The output must match the lines from the first line of the listing below through the line holding "Pixel coordinates per instance, written like (55,69)." exactly and must contain no pictures.

──────── Listed entries

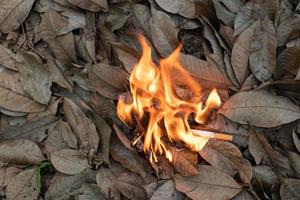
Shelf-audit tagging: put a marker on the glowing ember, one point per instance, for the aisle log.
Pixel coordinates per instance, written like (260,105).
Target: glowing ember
(154,95)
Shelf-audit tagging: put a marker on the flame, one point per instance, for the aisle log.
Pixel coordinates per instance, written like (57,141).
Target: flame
(154,96)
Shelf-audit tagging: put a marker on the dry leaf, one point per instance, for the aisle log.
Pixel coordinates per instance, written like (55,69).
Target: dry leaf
(185,8)
(83,127)
(288,30)
(252,11)
(262,151)
(91,5)
(20,152)
(22,186)
(209,184)
(240,54)
(66,186)
(208,75)
(62,46)
(163,32)
(7,58)
(60,137)
(290,189)
(69,161)
(13,13)
(262,58)
(260,108)
(166,191)
(289,61)
(35,78)
(227,158)
(128,159)
(33,130)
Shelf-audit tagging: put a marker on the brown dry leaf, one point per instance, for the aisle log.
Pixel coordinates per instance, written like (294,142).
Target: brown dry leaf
(128,184)
(166,191)
(227,158)
(163,32)
(122,137)
(128,159)
(65,186)
(22,186)
(240,54)
(69,161)
(262,58)
(208,75)
(290,189)
(91,5)
(252,11)
(260,108)
(288,60)
(18,102)
(288,30)
(184,162)
(57,73)
(261,150)
(83,127)
(209,184)
(296,140)
(11,80)
(32,130)
(185,8)
(62,46)
(20,152)
(35,78)
(60,137)
(7,58)
(13,13)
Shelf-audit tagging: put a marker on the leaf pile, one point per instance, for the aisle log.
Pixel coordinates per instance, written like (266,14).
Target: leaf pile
(64,64)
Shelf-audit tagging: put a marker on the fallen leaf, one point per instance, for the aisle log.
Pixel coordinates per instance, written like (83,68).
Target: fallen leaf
(60,137)
(240,54)
(209,184)
(22,186)
(91,5)
(184,162)
(288,30)
(83,127)
(66,186)
(127,158)
(262,151)
(227,158)
(260,108)
(290,189)
(20,152)
(33,130)
(7,58)
(262,58)
(208,75)
(296,140)
(13,14)
(62,46)
(288,61)
(185,8)
(163,32)
(252,11)
(166,191)
(69,161)
(35,78)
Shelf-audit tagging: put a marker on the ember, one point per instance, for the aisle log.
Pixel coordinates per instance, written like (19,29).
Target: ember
(153,92)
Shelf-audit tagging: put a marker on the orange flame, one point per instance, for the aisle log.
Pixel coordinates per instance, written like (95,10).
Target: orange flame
(153,92)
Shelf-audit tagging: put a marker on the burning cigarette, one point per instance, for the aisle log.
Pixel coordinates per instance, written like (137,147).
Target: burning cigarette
(209,134)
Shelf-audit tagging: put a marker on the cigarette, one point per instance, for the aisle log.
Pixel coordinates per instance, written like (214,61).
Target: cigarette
(209,134)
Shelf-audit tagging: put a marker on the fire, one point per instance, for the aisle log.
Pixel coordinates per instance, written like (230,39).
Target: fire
(154,97)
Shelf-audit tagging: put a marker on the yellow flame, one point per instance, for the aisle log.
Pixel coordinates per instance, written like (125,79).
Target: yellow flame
(154,95)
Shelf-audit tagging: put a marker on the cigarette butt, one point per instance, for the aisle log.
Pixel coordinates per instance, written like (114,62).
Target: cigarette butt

────────────────

Result
Shelf-audit tagging: put a marker on the glowing ember, one point per instance, for the aisle log.
Pixel coordinates per instance, written like (260,105).
Target: glowing ember
(154,95)
Shelf-audit tagging: put a marker on the flame, one point per instance, for the aisle log.
Pixel coordinates per instance, written like (57,141).
Target: flame
(154,96)
Shelf-audit tagging: put a marker on the dry leaf, one point per instance, for the aisle log.
Pixel coordinates per instance, written like (55,69).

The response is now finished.